## BEGIN SOURCE MATERIAL
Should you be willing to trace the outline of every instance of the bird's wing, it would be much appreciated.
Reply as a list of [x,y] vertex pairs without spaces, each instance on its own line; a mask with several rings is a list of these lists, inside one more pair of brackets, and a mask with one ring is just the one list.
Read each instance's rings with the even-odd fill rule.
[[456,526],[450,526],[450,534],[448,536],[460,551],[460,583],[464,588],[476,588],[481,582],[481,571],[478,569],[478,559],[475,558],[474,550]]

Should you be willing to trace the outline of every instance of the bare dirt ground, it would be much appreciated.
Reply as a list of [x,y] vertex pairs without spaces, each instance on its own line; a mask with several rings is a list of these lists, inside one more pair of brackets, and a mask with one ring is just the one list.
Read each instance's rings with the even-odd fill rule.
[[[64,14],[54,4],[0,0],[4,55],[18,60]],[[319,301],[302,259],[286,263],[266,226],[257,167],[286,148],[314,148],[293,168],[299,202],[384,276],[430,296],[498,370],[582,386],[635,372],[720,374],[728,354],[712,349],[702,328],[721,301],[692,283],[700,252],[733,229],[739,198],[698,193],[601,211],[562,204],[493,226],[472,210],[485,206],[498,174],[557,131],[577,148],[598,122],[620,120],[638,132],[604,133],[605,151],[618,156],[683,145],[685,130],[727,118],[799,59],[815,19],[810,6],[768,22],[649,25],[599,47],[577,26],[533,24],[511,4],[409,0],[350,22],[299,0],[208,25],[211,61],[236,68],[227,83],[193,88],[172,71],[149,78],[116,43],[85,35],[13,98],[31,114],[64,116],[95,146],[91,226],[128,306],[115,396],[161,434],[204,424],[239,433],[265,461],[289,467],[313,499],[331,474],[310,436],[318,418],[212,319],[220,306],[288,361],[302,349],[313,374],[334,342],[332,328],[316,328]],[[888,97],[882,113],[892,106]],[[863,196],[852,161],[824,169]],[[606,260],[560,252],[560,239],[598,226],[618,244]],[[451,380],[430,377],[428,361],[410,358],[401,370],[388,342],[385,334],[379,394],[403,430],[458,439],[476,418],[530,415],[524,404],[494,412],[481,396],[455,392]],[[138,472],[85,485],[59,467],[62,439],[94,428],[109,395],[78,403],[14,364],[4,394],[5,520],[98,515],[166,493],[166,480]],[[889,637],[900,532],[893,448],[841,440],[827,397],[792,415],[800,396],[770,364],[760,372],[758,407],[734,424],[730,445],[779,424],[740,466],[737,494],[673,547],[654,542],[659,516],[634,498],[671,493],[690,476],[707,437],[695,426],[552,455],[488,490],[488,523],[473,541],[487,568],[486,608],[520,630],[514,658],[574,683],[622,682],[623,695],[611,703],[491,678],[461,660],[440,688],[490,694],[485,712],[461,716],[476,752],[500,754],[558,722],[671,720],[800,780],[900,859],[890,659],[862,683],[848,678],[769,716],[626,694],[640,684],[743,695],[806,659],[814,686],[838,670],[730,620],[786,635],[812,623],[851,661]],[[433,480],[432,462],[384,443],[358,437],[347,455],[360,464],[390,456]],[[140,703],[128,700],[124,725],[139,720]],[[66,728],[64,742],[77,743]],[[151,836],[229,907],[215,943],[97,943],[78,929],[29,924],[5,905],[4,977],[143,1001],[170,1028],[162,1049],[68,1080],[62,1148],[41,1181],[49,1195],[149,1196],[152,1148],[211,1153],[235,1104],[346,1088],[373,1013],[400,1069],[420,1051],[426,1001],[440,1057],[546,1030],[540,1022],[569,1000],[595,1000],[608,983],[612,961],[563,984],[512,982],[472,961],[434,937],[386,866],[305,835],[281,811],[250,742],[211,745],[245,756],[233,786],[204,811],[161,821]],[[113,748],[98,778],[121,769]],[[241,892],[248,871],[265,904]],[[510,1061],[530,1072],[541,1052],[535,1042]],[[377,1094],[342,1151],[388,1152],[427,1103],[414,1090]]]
## END SOURCE MATERIAL
▶ REQUEST:
Send back every record, precisely as written.

▶ SOLUTION FOR THIS PROBLEM:
Should you be willing to trace the outline of every instance of the bird's wing, it would be much appreciated.
Reply as a list of [x,y] vertex pairs without spaces, each instance on its own line; a mask with several rings is a list of these lists, inside one more pair of brackets, and a mask with one ring is just the one list.
Read each instance's rings with the even-odd fill rule.
[[456,526],[450,526],[450,534],[448,536],[460,551],[460,583],[464,588],[476,588],[481,582],[481,571],[478,569],[478,559],[475,558],[474,550]]

Should you be willing to trace the outline of every instance of the bare dirt ground, it would be much appreciated.
Reply as a list of [x,y] vertex pairs without spaces, each instance on its own line; a mask with several rings is a list of these lists, inside one more pair of brackets, and a mask with one ring is just the one list.
Read each instance's rings with the even-odd fill rule.
[[[64,14],[54,4],[0,0],[4,55],[18,60]],[[319,301],[302,259],[286,263],[266,226],[257,167],[286,148],[314,148],[293,168],[299,202],[384,276],[430,296],[498,370],[582,386],[635,372],[720,374],[728,354],[712,349],[702,328],[721,301],[692,283],[700,252],[733,229],[739,198],[698,193],[601,211],[562,204],[493,226],[472,210],[485,206],[498,174],[557,131],[577,148],[598,122],[620,120],[638,132],[604,133],[605,151],[618,156],[683,145],[685,130],[727,118],[799,59],[815,19],[810,6],[768,22],[649,25],[599,47],[577,26],[533,24],[511,4],[409,0],[350,22],[299,0],[208,25],[211,61],[236,68],[227,83],[193,88],[172,71],[149,78],[116,43],[85,35],[13,98],[31,114],[64,116],[95,146],[91,226],[128,306],[115,396],[161,434],[204,424],[239,433],[265,461],[289,467],[313,499],[331,474],[310,436],[318,418],[212,319],[220,306],[288,361],[302,349],[313,374],[334,342],[332,328],[316,328]],[[888,97],[882,113],[892,106]],[[863,196],[852,161],[824,169]],[[606,260],[560,252],[560,239],[598,226],[618,244]],[[451,380],[430,377],[428,361],[410,358],[401,370],[388,342],[385,334],[379,394],[403,430],[458,439],[476,418],[530,415],[524,404],[494,412],[481,396],[455,392]],[[138,472],[85,485],[59,467],[62,439],[94,428],[109,395],[78,403],[14,364],[4,394],[5,520],[98,515],[166,493],[166,480]],[[889,637],[900,532],[893,448],[841,440],[827,397],[792,415],[800,396],[770,364],[760,372],[758,407],[734,424],[730,445],[779,424],[740,466],[737,494],[673,547],[654,542],[659,516],[634,498],[671,493],[690,476],[707,437],[695,426],[552,455],[488,490],[488,523],[473,541],[487,568],[486,608],[520,630],[514,658],[574,683],[622,682],[623,695],[611,703],[491,678],[461,660],[440,688],[490,694],[485,712],[461,716],[476,752],[500,754],[558,722],[671,720],[800,780],[900,859],[890,659],[862,683],[848,678],[769,716],[626,694],[640,684],[743,695],[806,659],[814,686],[838,670],[730,620],[786,635],[812,623],[851,661]],[[433,480],[432,462],[384,443],[358,437],[347,455],[360,464],[390,456]],[[140,703],[128,700],[124,725],[139,720]],[[66,728],[64,742],[77,743]],[[151,836],[229,907],[215,943],[97,943],[78,929],[29,924],[5,905],[4,977],[143,1001],[170,1028],[162,1049],[68,1080],[62,1148],[41,1181],[49,1195],[149,1196],[152,1148],[211,1153],[235,1104],[346,1088],[373,1013],[400,1069],[420,1051],[426,1001],[440,1057],[546,1030],[540,1022],[569,1000],[595,1000],[608,983],[612,961],[563,984],[512,982],[472,961],[434,937],[386,866],[305,835],[281,811],[250,742],[211,745],[245,756],[233,786],[204,811],[161,821]],[[113,748],[98,778],[121,769]],[[241,892],[248,871],[265,904]],[[510,1061],[530,1072],[541,1052],[535,1042]],[[377,1094],[342,1151],[388,1152],[427,1103],[414,1090]]]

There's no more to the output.